
  • People often mod videogames to make them more difficult, board games have expansions or extended rulesets, and table top RPGs have homebrew rules. It’s interesting that you’ve taken a game at “level 0” of difficulty, and applied a set of restrictions, a modular new rule set, and transformed it into “level 1” of a game. Yours is perhaps a bit more extradiegetic to the game than most added rules. One could imagine playing Shape Invasion by saying that every turn you had a “move limit” of 2, you could only swap two things twice. Or perhaps the person who makes the least amount of moves wins. There are definitely levels of difficult that can be built around shape invasion.

    But I’m interested in something else that was brought up in class: should we? Should we try to make it more interesting? Why do we bother, why do we care? It’s a boring game, meant to teach kids about shapes, but it’s not even guaranteed to teach them about shapes. Has the game designer done his research about the learning modalities when it comes to shape recognition? The psychological processes or mental constructs that are necessary for shape recognition? What is “shape recognition”, how does it develop, do you need to teach it via a videogame? Or do 3D physical toys with another dimension to them, that the kids can hold and grasp, better for the development of visuospatial ability? I don’t know. I’m critical of educational game in general 🙂

  • Nicole S Nicole S says:

    That video was genuinely hilarious. I loved the intro so much. You make a really good point about the dullness of some educational games, and the necessity for our brains to be stimulated in order to really learn.

□ □ □ □ □

• _How to complete this task_:
Update the excerpted text from "That video was" to "to really learn.", changing "hilarious" to "funny".

• _Image-grounded pointing data_:
□ □ □ □ □

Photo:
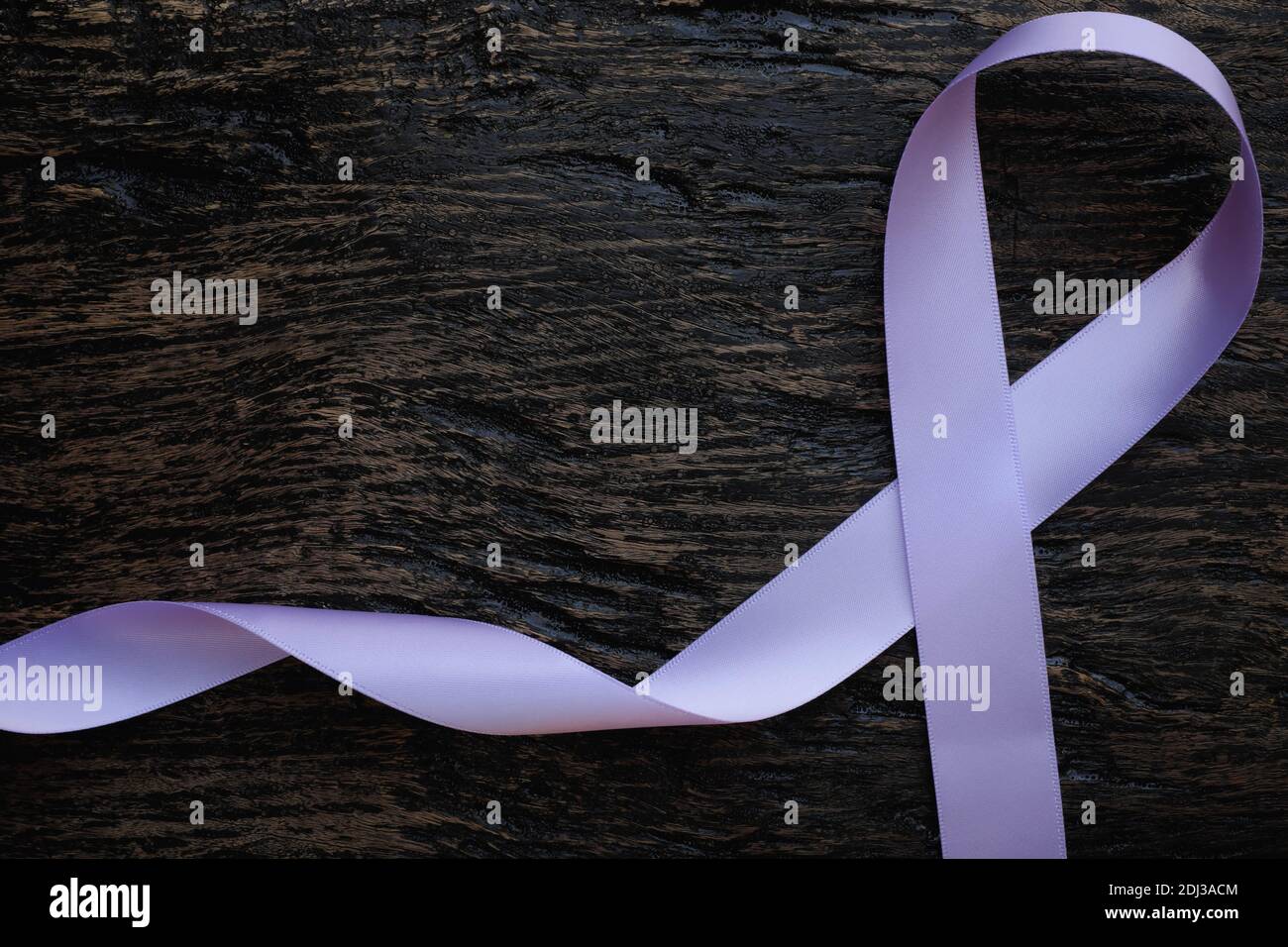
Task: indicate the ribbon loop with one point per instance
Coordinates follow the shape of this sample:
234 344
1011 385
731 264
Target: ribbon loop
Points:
948 543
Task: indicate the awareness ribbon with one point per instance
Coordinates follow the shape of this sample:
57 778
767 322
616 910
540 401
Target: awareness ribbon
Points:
945 548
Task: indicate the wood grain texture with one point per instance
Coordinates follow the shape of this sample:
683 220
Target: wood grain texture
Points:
472 425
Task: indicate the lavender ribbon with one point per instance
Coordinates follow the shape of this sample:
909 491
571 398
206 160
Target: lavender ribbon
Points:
948 544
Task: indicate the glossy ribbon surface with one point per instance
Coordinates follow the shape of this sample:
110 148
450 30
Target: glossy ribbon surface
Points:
947 544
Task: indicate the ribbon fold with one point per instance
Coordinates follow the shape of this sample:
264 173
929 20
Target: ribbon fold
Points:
947 545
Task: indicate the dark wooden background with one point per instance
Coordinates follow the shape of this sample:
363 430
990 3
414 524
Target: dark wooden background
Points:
472 425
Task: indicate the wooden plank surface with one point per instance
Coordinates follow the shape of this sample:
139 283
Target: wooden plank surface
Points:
471 427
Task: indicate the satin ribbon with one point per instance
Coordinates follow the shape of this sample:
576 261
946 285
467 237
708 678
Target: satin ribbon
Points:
947 544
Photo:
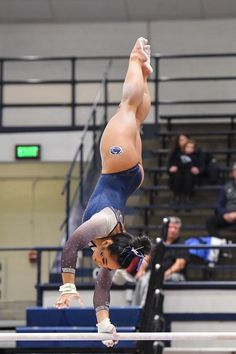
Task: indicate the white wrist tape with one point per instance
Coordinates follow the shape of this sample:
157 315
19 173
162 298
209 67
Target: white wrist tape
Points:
68 288
105 326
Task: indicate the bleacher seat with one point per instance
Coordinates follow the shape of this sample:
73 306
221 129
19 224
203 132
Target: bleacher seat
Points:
75 320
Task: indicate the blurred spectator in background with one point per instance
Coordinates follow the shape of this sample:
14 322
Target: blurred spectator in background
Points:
174 263
187 164
225 214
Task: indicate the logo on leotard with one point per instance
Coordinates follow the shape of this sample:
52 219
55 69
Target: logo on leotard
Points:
116 150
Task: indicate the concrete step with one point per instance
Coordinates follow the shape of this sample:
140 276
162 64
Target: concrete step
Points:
199 350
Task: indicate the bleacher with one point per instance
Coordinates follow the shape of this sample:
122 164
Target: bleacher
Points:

□ □ □ □ □

• _Result of the exercise_:
That video was genuinely funny. I loved the intro so much. You make a really good point about the dullness of some educational games, and the necessity for our brains to be stimulated in order to really learn.